**What to work on**. An exact transcription of each entry below is required, without any pictures.

**Extracted entries**.
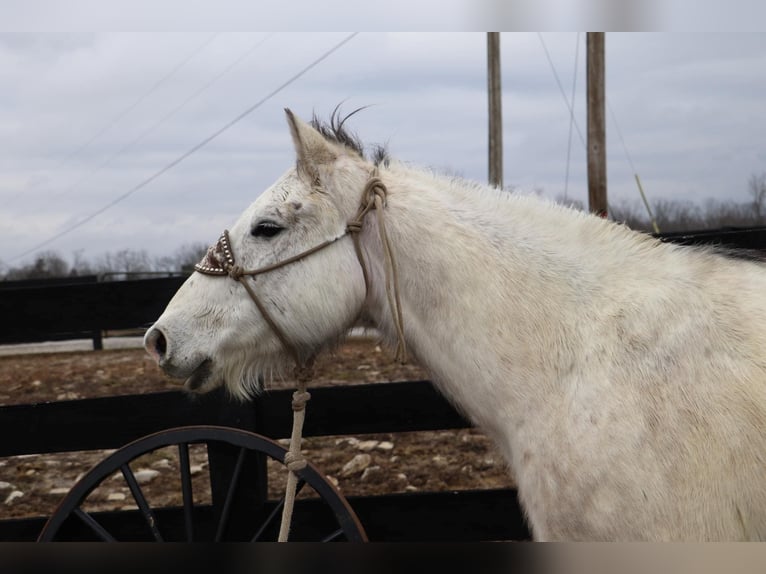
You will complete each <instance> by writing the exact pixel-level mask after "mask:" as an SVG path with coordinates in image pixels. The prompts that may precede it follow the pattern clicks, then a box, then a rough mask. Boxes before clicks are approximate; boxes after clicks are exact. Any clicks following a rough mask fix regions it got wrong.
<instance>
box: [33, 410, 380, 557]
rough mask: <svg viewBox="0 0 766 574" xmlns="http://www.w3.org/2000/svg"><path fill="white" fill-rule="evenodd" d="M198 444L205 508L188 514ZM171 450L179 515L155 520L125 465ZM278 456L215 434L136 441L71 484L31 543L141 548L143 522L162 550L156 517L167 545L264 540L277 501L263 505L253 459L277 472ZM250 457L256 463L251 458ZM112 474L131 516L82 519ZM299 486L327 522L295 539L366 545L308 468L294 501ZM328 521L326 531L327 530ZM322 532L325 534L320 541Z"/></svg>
mask: <svg viewBox="0 0 766 574" xmlns="http://www.w3.org/2000/svg"><path fill="white" fill-rule="evenodd" d="M202 444H205V445H207V446H208V451H209V454H210V450H211V449H212V450H213V454H215V456H214V457H213V458H214V459H215V460H213V461H212V462H210V465H211V468H210V475H211V476H210V478H211V481H210V486H211V490H212V494H213V505H212V506H208V505H206V504H203V505H202V506H201V507H200V508H196V507H195V506H194V493H193V481H192V473H191V468H192V467H191V455H192V454H193V453H192V452H191V448H190V445H202ZM214 445H215V448H213V447H214ZM171 446H172V447H177V448H178V451H177V452H178V462H179V474H180V479H181V494H182V497H183V507H182V508H181V507H180V506H174V507H173V508H162V509H161V512H160V511H159V510H157V509H152V508H151V507H150V506H149V502H148V500H147V498H146V495H145V494H144V492H143V491H142V488H141V486H139V484H138V480H137V479H136V475H135V474H134V473H133V471H132V470H131V468H130V465H131V464H133V463H134V461H137V460H138V459H139V458H140V457H143V456H145V455H147V454H149V453H153V452H156V451H158V450H160V449H164V448H166V447H171ZM232 447H234V448H232ZM286 453H287V450H285V449H284V448H283V447H282V446H280V445H279V444H278V443H277V442H276V441H274V440H273V439H270V438H268V437H265V436H262V435H259V434H256V433H252V432H249V431H245V430H241V429H236V428H231V427H222V426H212V425H204V426H203V425H200V426H188V427H178V428H173V429H167V430H164V431H159V432H156V433H153V434H150V435H147V436H145V437H141V438H139V439H136V440H134V441H133V442H131V443H128V444H126V445H125V446H123V447H122V448H120V449H118V450H116V451H114V452H113V453H111V454H110V455H109V456H107V457H106V458H105V459H103V460H102V461H101V462H99V463H98V464H96V465H95V466H94V467H93V468H92V469H91V470H90V471H89V472H88V473H86V474H85V475H84V476H83V477H82V478H81V479H80V480H78V481H77V482H76V483H75V485H74V486H73V487H72V489H71V490H70V491H69V494H67V495H66V496H65V497H64V499H63V500H62V501H61V502H60V504H59V505H58V507H57V509H56V510H55V512H54V513H53V515H52V516H51V517H50V518H49V519H48V521H47V522H46V524H45V526H44V527H43V529H42V531H41V532H40V535H39V537H38V540H40V541H53V540H94V539H95V540H103V541H109V542H116V541H117V539H120V540H131V541H133V540H136V541H138V540H146V539H147V536H146V531H145V530H144V528H145V527H144V526H143V523H144V522H145V523H146V524H147V525H148V527H149V530H150V531H151V533H152V534H151V535H152V537H153V538H154V540H155V541H157V542H162V541H163V536H162V534H160V529H159V523H158V521H157V516H161V517H162V520H163V530H164V531H165V536H166V537H167V538H169V539H171V540H184V538H185V540H186V541H188V542H191V541H194V540H197V541H199V540H201V539H204V540H211V539H215V540H223V539H224V536H226V539H232V540H242V539H243V538H246V537H247V536H248V533H251V532H253V531H254V530H257V532H256V533H255V535H253V537H252V541H253V542H255V541H258V540H260V539H264V538H268V536H269V535H270V534H275V531H274V527H275V526H278V521H279V518H278V517H279V516H281V514H282V511H283V510H284V504H285V498H284V497H282V498H281V499H280V500H278V501H271V502H266V486H267V484H268V482H267V481H268V476H267V473H266V470H267V469H266V464H265V463H266V461H265V460H264V459H262V458H260V457H263V456H268V457H269V458H270V459H271V460H272V461H275V462H277V463H281V464H284V458H285V455H286ZM251 455H252V457H259V458H251ZM219 463H220V464H219ZM117 470H119V471H121V472H122V475H123V477H124V478H125V481H126V483H127V485H128V487H129V488H130V491H131V494H132V495H133V499H134V500H135V503H136V505H137V506H138V510H139V512H138V513H136V512H135V511H129V512H127V511H118V512H114V511H108V510H105V511H97V512H95V511H91V513H90V514H89V513H88V512H86V511H85V510H83V509H82V504H83V502H84V501H85V500H86V499H87V497H88V496H90V494H91V493H92V492H93V491H94V489H96V488H98V487H99V485H102V484H104V483H105V482H106V481H107V480H109V479H110V478H111V477H112V476H113V475H114V473H115V471H117ZM262 481H265V482H262ZM214 482H215V484H214ZM307 484H308V485H309V486H310V487H311V488H312V489H313V490H314V491H315V492H316V493H317V494H318V495H319V498H320V500H322V501H324V502H325V504H327V505H328V507H329V509H330V511H331V515H330V514H328V515H325V513H324V512H322V513H321V516H319V515H318V516H316V517H315V516H313V515H310V514H307V515H304V516H302V517H301V519H300V531H301V533H302V534H301V536H302V537H304V538H307V539H309V540H320V539H322V540H323V541H326V542H330V541H335V540H343V539H344V538H345V539H346V540H349V541H366V540H367V537H366V535H365V533H364V528H363V527H362V525H361V524H360V523H359V520H358V518H357V516H356V514H355V513H354V511H353V509H352V508H351V507H350V506H349V504H348V502H347V501H346V500H345V499H344V498H343V496H342V495H341V494H340V493H339V492H338V491H337V489H336V488H335V487H334V486H333V485H332V483H330V482H328V481H327V480H326V479H325V477H324V476H323V475H322V474H321V473H320V472H319V471H318V470H317V469H316V468H315V467H314V466H313V465H312V464H311V463H308V464H307V466H306V467H305V468H304V469H303V470H301V471H300V474H299V476H298V481H297V484H296V494H297V493H300V492H301V491H302V490H303V488H305V486H306V485H307ZM227 488H228V490H226V489H227ZM251 489H252V490H251ZM306 502H307V505H306V507H305V508H304V512H305V511H306V509H308V508H312V509H313V508H317V507H316V505H315V504H314V503H313V502H312V501H306ZM272 505H274V506H273V507H272ZM240 506H241V507H240ZM301 507H302V505H301ZM102 512H103V518H102V514H101V513H102ZM139 514H140V516H141V518H139ZM264 514H268V516H266V517H265V520H264V521H263V522H262V523H260V522H259V523H253V522H252V521H251V522H248V519H249V518H251V517H256V518H258V519H259V520H260V517H261V516H263V515H264ZM73 516H76V517H77V518H76V519H74V518H73ZM166 516H167V518H166ZM333 518H334V523H333V522H330V521H331V520H333ZM182 523H183V525H182ZM104 525H107V526H106V527H105V526H104ZM107 528H108V529H109V530H108V531H107ZM296 528H298V526H297V525H296ZM335 529H337V530H335ZM327 532H329V534H325V533H327ZM149 539H150V540H151V538H149Z"/></svg>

**Response**.
You will complete each <instance> by writing the exact pixel-level mask after "mask:" as an SVG path with coordinates in image pixels. The prompts that may precede it follow the pattern clicks, then a box, then a rough mask. Boxes before clicks are approximate; boxes after clicks are exact. Any clicks following a rough mask fix regions it got wrong.
<instance>
box: [33, 410, 380, 557]
rough mask: <svg viewBox="0 0 766 574" xmlns="http://www.w3.org/2000/svg"><path fill="white" fill-rule="evenodd" d="M198 444L205 508L188 514ZM171 450L179 515L155 520L125 465ZM278 456L215 434L136 441L71 484L31 543L141 548L143 522L162 550L156 517L167 545L264 540L277 501L263 505L253 459L277 472ZM250 457L256 463L251 458ZM112 474L131 516L82 519ZM299 486L327 522L295 539L366 545L308 468L294 501ZM328 521L326 531L327 530ZM322 532L325 534L320 541Z"/></svg>
mask: <svg viewBox="0 0 766 574" xmlns="http://www.w3.org/2000/svg"><path fill="white" fill-rule="evenodd" d="M202 444H205V445H207V446H208V451H209V454H210V450H211V449H212V450H213V454H215V456H214V457H213V458H214V459H215V460H213V461H212V462H210V465H211V468H210V475H211V476H210V478H211V481H210V486H211V490H212V494H213V505H212V506H208V505H206V504H203V505H202V506H201V507H200V508H196V507H195V506H194V493H193V481H192V473H191V468H192V467H191V455H192V454H193V453H192V452H191V448H190V445H202ZM214 445H215V448H213V447H214ZM171 446H172V447H177V448H178V451H177V452H178V462H179V474H180V479H181V494H182V497H183V507H182V508H181V507H180V506H174V507H173V508H162V509H161V512H160V511H159V510H157V509H152V508H151V507H150V506H149V502H148V500H147V498H146V495H145V494H144V492H143V491H142V488H141V486H139V484H138V480H137V479H136V475H135V474H134V473H133V471H132V470H131V468H130V465H131V464H133V463H134V461H137V460H138V459H139V458H140V457H143V456H145V455H147V454H149V453H153V452H156V451H158V450H160V449H164V448H166V447H171ZM232 447H234V448H232ZM286 453H287V450H285V449H284V448H283V447H282V446H280V445H279V444H278V443H277V442H276V441H274V440H273V439H270V438H268V437H265V436H262V435H259V434H256V433H252V432H249V431H245V430H241V429H236V428H231V427H222V426H212V425H204V426H203V425H200V426H188V427H178V428H173V429H167V430H164V431H159V432H156V433H153V434H150V435H147V436H145V437H141V438H139V439H136V440H134V441H133V442H131V443H128V444H126V445H125V446H123V447H122V448H120V449H118V450H116V451H114V452H113V453H111V454H110V455H109V456H107V457H106V458H105V459H103V460H102V461H101V462H99V463H98V464H96V465H95V466H94V467H93V468H92V469H91V470H90V471H89V472H88V473H86V474H85V475H84V476H83V477H82V478H81V479H80V480H78V481H77V482H76V483H75V485H74V486H73V487H72V489H71V490H70V491H69V494H67V495H66V496H65V497H64V499H63V500H62V501H61V502H60V504H59V505H58V507H57V509H56V510H55V512H54V513H53V515H52V516H51V517H50V518H49V519H48V521H47V522H46V524H45V526H44V527H43V529H42V531H41V532H40V535H39V537H38V540H40V541H53V540H94V539H95V540H103V541H109V542H116V541H117V539H120V540H131V541H133V540H136V541H138V540H146V539H147V536H146V531H145V530H144V528H145V527H144V526H143V523H144V522H145V523H146V524H147V525H148V527H149V530H150V531H151V533H152V534H151V535H152V537H153V538H154V540H155V541H157V542H162V541H163V536H162V534H160V529H159V523H158V521H157V516H161V517H162V520H163V530H164V531H165V536H166V537H167V538H169V539H171V540H184V538H185V540H186V541H188V542H191V541H194V540H197V541H199V540H201V539H204V540H211V539H215V540H223V539H224V536H226V539H232V540H242V539H243V538H246V537H247V536H248V533H251V532H253V531H254V530H257V532H256V533H255V535H253V537H252V541H253V542H255V541H258V540H260V539H264V538H268V536H269V535H270V534H275V531H274V527H275V526H278V521H279V518H278V517H279V516H281V514H282V511H283V510H284V504H285V498H284V497H282V498H281V499H280V500H278V501H271V502H266V486H267V484H268V482H267V481H268V476H267V473H266V470H267V469H266V464H265V463H266V461H265V460H264V459H262V458H260V457H263V456H268V457H269V458H270V459H271V460H272V461H275V462H277V463H281V464H284V458H285V455H286ZM251 455H252V457H259V458H251ZM219 463H220V464H219ZM117 470H119V471H121V472H122V475H123V477H124V478H125V481H126V483H127V485H128V487H129V488H130V491H131V494H132V495H133V499H134V500H135V503H136V505H137V506H138V510H139V512H138V513H136V512H135V511H129V512H127V511H118V512H114V511H108V510H105V511H97V512H95V511H91V513H90V514H89V513H88V512H86V511H85V510H83V509H82V504H83V502H84V501H85V500H86V499H87V497H88V496H90V494H91V493H92V492H93V491H94V489H96V488H98V487H99V485H102V484H104V483H105V482H106V481H107V480H109V479H110V478H111V477H112V476H113V475H114V473H115V471H117ZM262 481H265V482H262ZM214 482H215V484H214ZM307 484H308V485H309V486H310V487H311V488H312V489H313V490H314V491H315V492H316V493H317V494H318V495H319V498H320V500H322V501H324V502H325V504H327V505H328V507H329V509H330V511H331V515H330V514H328V515H325V513H324V512H322V513H321V516H319V515H318V516H316V517H315V516H313V515H310V514H307V515H304V516H302V517H301V519H300V531H301V533H302V534H301V536H302V537H304V538H307V539H309V540H320V539H322V540H323V541H326V542H330V541H335V540H343V539H344V538H345V539H346V540H349V541H366V540H367V537H366V535H365V533H364V528H363V527H362V525H361V524H360V523H359V520H358V518H357V516H356V514H355V513H354V511H353V509H352V508H351V507H350V506H349V504H348V502H347V501H346V500H345V499H344V498H343V496H342V495H341V494H340V493H339V492H338V491H337V489H336V488H335V487H334V486H333V485H332V483H330V482H328V481H327V480H326V479H325V477H324V476H323V475H322V474H321V473H320V472H319V471H318V470H317V469H316V468H315V467H314V466H313V465H312V464H311V463H308V464H307V466H306V467H305V468H304V469H303V470H301V471H300V474H299V476H298V481H297V484H296V494H297V493H300V492H301V491H302V490H303V488H305V486H306V485H307ZM227 488H228V490H226V489H227ZM251 489H252V490H251ZM306 502H307V505H306V507H305V508H304V512H305V511H306V509H308V508H312V509H313V508H317V507H316V505H315V504H314V503H313V502H312V501H306ZM272 505H274V506H273V507H272ZM240 506H241V507H240ZM301 507H302V505H301ZM102 512H103V518H102V514H101V513H102ZM139 514H140V516H141V518H139ZM264 514H268V516H266V517H265V520H264V521H263V522H262V523H260V522H259V523H253V522H252V521H251V522H248V519H249V518H251V517H256V518H258V519H259V520H260V517H261V516H263V515H264ZM73 516H76V517H77V518H76V519H74V518H73ZM166 516H167V518H166ZM333 518H334V523H333V522H330V521H331V520H333ZM182 523H183V525H182ZM104 525H107V526H106V527H105V526H104ZM107 528H108V529H109V530H108V531H107ZM296 528H298V526H297V525H296ZM335 529H337V530H335ZM327 532H329V534H325V533H327ZM149 539H150V540H151V538H149Z"/></svg>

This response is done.